— Start TEXT EXTRACT —
Liberal intellectual Mao Yushi is relentless in his pursuit of greater freedoms for the Chinese people. Photo: Sanghee Liu

You might think that after enduring a mass hate campaign, including threats of blackmail and brutality, it would be time for an 82-year-old intellectual to consider taking a backward step.

But that would underestimate the fortitude of Mao Yushi, an important mentor for several leading liberal economists, as well as the conviction he shares with thousands of other active Chinese liberals that history is on his side.

”I feel human history keeps progressing,” said Mr Mao, in an interview in his apartment in West Beijing.

Mr Mao lamented China’s backsliding on economic reforms and its recent surge of political repression.

He dismissed the country’s incoming leaders as being beholden to the current ones and for being focused only on protecting the Communist Party regime.

And he said officials and wealth have fused together into formidable vested interests that resist reform.

But he is nevertheless convinced that the country is on the brink of democratic change. ”I don’t know how it will happen but I feel confident,” he said. ”We will witness reform in the next five to 10 years.”

The rolling revolutions that have toppled dictatorships in Tunisia, Egypt and Libya have accentuated the confidence of Chinese liberals and also the insecurities of Chinese leaders. The international instability has prompted the Communist Party’s security apparatus to significantly step up crackdowns and campaigns against liberal professionals and activists.

But much of the repression and extrajudicial brutality against China’s amorphous liberal movement seems to have made it stronger. Dissident artist Ai Weiwei was released from his 81 days in jail on condition that he does not speak to foreign media or send messages on his Twitter account, but lately he has been doing both.

This week, after authorities told Ai he had to pay a dubious 15 million yuan ($A2.3 million) tax bill in 15 days, hundreds of supporters donated more than 6 million yuan to help him pay it.

Blind activist Chen Guangcheng – who was jailed for four years after attempting legal redress for mass forced abortions and sterilisations – was ”released” into illegal home detention and smuggled a video out to show his mistreatment. He was savagely beaten and hundreds of supporters have travelled from around the country to show their support and have themselves been beaten, arrested and robbed by government thugs. And yet they keep recording their experiences on the internet and coming back.
— End TEXT EXTRACT —
— Start RECORDED DATA —
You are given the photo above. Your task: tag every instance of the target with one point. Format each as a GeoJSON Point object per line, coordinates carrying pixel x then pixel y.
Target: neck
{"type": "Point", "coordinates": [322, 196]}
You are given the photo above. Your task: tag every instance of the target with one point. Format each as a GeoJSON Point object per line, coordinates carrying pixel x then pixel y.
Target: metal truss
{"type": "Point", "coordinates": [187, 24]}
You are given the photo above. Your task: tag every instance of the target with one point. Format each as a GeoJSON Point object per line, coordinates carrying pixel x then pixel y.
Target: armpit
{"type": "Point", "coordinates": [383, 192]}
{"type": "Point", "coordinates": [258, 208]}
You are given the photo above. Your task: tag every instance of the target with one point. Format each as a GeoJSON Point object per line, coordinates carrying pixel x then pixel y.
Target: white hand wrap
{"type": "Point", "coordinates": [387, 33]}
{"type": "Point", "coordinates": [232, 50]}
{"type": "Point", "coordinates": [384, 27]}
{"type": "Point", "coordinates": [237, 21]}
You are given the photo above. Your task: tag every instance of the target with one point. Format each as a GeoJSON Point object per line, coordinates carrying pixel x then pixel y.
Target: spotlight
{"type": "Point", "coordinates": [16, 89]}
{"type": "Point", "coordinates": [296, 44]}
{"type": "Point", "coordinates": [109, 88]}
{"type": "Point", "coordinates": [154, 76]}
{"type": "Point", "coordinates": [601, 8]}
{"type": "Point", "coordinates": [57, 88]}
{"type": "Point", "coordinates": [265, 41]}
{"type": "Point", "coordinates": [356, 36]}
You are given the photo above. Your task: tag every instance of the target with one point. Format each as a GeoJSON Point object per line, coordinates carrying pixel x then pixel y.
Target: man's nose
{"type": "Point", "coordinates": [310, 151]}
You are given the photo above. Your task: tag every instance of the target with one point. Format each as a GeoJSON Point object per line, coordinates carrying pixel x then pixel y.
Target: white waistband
— End RECORDED DATA —
_BRIEF_
According to the article on Mao Yushi, how many days was Ai Weiwei held in jail before his release? The records were taken from a different source.

_PROBLEM SOLUTION_
81 days.